- _Exercise task_: In the blog post, whose credibility is the Protestant blogger challenging?

Tuesday, January 27, 2009

Father, Forgive them, please, because I, the sinner can yet not do so

There I was, reading along on one of the blogs I follow, and happened upon a post by a Protestant blogger, who is challenging the credibility of Catholic Answers in the all too familiar inflammatory fashion. I read the post, and as expected, it contains Contempt prior to Investigation about CA's influence and whether CA is sufficiently "overseen" by the local Bishop.

- _Items_:

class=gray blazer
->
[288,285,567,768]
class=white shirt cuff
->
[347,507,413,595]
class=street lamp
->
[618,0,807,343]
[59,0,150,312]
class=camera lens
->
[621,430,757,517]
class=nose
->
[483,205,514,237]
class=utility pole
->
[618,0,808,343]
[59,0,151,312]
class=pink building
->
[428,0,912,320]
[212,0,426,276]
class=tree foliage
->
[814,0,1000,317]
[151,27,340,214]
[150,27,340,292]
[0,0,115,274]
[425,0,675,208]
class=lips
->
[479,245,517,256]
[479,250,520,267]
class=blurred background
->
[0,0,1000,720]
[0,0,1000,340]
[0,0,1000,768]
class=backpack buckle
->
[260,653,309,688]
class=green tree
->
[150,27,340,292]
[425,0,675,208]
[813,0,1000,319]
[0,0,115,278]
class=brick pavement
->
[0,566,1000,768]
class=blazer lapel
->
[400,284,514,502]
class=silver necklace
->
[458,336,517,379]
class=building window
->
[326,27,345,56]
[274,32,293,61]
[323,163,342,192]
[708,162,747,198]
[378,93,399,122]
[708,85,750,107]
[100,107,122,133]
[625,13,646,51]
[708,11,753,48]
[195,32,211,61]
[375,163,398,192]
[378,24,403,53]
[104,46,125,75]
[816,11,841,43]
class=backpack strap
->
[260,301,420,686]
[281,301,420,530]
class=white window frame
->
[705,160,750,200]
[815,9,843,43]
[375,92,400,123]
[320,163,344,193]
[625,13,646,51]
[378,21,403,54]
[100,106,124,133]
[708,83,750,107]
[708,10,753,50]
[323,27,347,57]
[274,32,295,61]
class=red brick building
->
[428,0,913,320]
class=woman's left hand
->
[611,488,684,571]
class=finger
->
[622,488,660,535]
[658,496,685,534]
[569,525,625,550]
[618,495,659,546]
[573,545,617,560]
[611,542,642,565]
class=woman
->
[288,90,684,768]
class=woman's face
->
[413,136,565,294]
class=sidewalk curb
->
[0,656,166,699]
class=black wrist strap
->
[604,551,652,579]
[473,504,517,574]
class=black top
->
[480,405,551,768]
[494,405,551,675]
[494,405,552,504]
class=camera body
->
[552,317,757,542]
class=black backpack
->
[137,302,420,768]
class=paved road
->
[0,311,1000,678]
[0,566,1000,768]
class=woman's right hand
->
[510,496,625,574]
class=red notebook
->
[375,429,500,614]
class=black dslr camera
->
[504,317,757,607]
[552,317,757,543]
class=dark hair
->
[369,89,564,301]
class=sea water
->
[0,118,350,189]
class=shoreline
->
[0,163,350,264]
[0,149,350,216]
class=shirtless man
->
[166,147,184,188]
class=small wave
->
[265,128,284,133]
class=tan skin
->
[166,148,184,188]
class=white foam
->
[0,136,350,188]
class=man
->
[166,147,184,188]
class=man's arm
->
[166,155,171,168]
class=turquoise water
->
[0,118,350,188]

- _Result for this task_: Catholic Answers